== Supplied entries ==

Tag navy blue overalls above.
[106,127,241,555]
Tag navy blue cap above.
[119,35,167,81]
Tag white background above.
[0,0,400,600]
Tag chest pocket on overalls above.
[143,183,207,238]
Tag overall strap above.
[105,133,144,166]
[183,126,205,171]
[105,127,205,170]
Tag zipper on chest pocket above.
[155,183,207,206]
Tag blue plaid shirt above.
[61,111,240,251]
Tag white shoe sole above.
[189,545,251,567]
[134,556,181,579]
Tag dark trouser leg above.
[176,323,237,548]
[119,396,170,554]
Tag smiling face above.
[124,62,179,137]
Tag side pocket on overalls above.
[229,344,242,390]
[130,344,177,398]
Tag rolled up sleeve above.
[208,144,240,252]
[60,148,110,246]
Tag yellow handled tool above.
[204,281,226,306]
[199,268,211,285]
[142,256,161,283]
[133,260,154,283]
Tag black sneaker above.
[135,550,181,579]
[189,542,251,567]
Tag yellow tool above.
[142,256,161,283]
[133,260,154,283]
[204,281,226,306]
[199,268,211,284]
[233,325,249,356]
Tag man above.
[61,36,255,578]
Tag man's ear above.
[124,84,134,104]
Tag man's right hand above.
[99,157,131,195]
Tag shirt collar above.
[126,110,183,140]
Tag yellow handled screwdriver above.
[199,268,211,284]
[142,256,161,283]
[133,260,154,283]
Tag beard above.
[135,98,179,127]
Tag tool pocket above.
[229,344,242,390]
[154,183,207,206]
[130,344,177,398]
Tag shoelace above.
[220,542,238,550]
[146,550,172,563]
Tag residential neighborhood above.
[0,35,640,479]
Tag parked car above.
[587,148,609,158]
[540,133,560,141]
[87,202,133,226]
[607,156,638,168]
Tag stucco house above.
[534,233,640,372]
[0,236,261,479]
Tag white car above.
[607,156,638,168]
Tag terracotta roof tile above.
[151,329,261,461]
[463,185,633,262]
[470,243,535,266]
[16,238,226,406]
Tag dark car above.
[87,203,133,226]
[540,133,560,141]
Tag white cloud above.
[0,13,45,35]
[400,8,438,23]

== Task brief ==
Can you rewrite the listing above with "terracotta" swapped for "clay" and every other line left unchanged?

== Answer for this exercise ==
Tag navy blue overalls above.
[106,127,241,555]
Tag navy blue cap above.
[119,35,167,81]
Tag white background above.
[0,0,400,600]
Tag chest pocket on overalls above.
[143,183,207,238]
Tag overall strap above.
[105,133,144,166]
[183,126,205,171]
[105,127,205,170]
Tag zipper on chest pocket above.
[155,183,207,206]
Tag blue plaid shirt above.
[61,111,240,251]
Tag white shoe sole above.
[189,545,251,567]
[134,556,181,579]
Tag dark trouser leg above.
[176,323,237,548]
[119,396,170,554]
Tag smiling face above.
[124,62,179,137]
Tag side pocket on overalls above.
[229,344,242,390]
[130,344,177,398]
Tag rolled up sleeve above.
[208,144,240,252]
[60,148,110,246]
Tag yellow handled tool above.
[204,281,226,306]
[199,268,211,285]
[142,256,161,283]
[133,260,154,283]
Tag black sneaker above.
[135,550,181,579]
[189,542,251,567]
Tag yellow tool above.
[142,256,161,283]
[133,260,154,283]
[204,281,226,306]
[199,268,211,284]
[233,325,249,356]
Tag man above.
[61,36,255,578]
Tag man's ear above.
[124,84,134,104]
Tag man's right hand above.
[99,157,131,195]
Tag shirt collar above.
[126,110,183,140]
Tag yellow handled screwdriver above.
[199,268,211,284]
[142,256,161,283]
[133,260,154,283]
Tag beard above.
[135,98,179,127]
Tag tool pocket above.
[229,344,242,390]
[154,183,207,206]
[130,344,177,398]
Tag shoelace above.
[220,542,238,550]
[146,550,172,563]
Tag residential neighborhood above.
[0,35,640,479]
Tag parked car above.
[587,148,609,158]
[540,133,560,141]
[87,202,133,226]
[607,156,638,168]
Tag stucco house above.
[534,233,640,372]
[0,236,261,479]
Tag white car above.
[607,156,638,168]
Tag clay roof tile above.
[151,329,261,461]
[463,185,633,262]
[470,243,535,266]
[16,238,226,406]
Tag dark car above.
[87,203,133,226]
[540,133,560,141]
Tag white cloud above.
[0,13,45,35]
[400,8,438,23]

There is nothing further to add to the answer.